Prior to the vote, Venezuela's National Election Council (CNE) threatened to limit the number of observers, and access to voting sites and some technical aspects of the vote. This generated suspicion among Venezuelans. The Carter Center urged the CNE to lift these restrictions, which it largely did. In the end, we received authorisation for all of the observers we requested, access to many of the technical components we asked for, and freedom of movement on election day. Both the OAS and the Carter Center had been mediating in Venezuela for two years and had already observed the signature collection and verification process. We observed all of the prior simulations conducted on the new electronic voting machines.

We planned three tests of the new electronic voting system. First, with the OAS, we conducted a “quick count” in which our observers at a random sample of polling stations (mesas) called results in to mission headquarters. This was to check the official results that were transmitted from the machines to CNE headquarters. Second, we drew a larger sample of poll results from those received electronically at CNE headquarters, to test the accuracy of tabulation by the CNE's computers. These tests confirmed there was no manipulation of the software or data transmission.
****************
Set exercise a → Render the rows below as a JSON list of strings, one string per line, with blank lines skipped and the pictures left out.
The text above and the rows that follow are unrelated.
****************
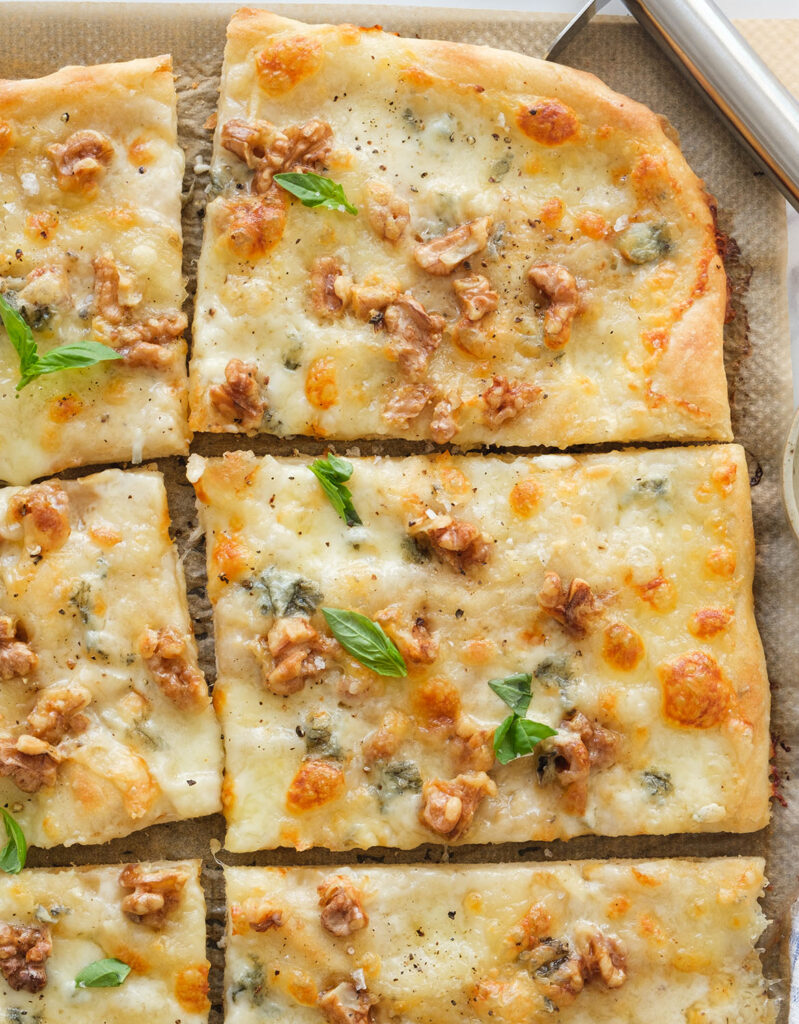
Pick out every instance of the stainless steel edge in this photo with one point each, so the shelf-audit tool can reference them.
(756, 107)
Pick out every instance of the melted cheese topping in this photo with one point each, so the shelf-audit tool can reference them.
(440, 945)
(672, 663)
(452, 131)
(112, 411)
(84, 608)
(82, 909)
****************
Set exercise b → Retype the entire text about observing Venezuela's vote, changing nothing.

Correct response a →
[
  "Pick out every instance of the stainless steel edge in this photo with one point each, so the shelf-audit tool can reference them.",
  "(756, 107)",
  "Pick out every instance of the melted cheese topping in this photo with one point each, so the shelf-audit tool can reference them.",
  "(440, 945)",
  "(672, 663)",
  "(452, 131)",
  "(112, 411)",
  "(84, 608)",
  "(82, 909)"
]

Correct response b →
Prior to the vote, Venezuela's National Election Council (CNE) threatened to limit the number of observers, and access to voting sites and some technical aspects of the vote. This generated suspicion among Venezuelans. The Carter Center urged the CNE to lift these restrictions, which it largely did. In the end, we received authorisation for all of the observers we requested, access to many of the technical components we asked for, and freedom of movement on election day. Both the OAS and the Carter Center had been mediating in Venezuela for two years and had already observed the signature collection and verification process. We observed all of the prior simulations conducted on the new electronic voting machines.

We planned three tests of the new electronic voting system. First, with the OAS, we conducted a “quick count” in which our observers at a random sample of polling stations (mesas) called results in to mission headquarters. This was to check the official results that were transmitted from the machines to CNE headquarters. Second, we drew a larger sample of poll results from those received electronically at CNE headquarters, to test the accuracy of tabulation by the CNE's computers. These tests confirmed there was no manipulation of the software or data transmission.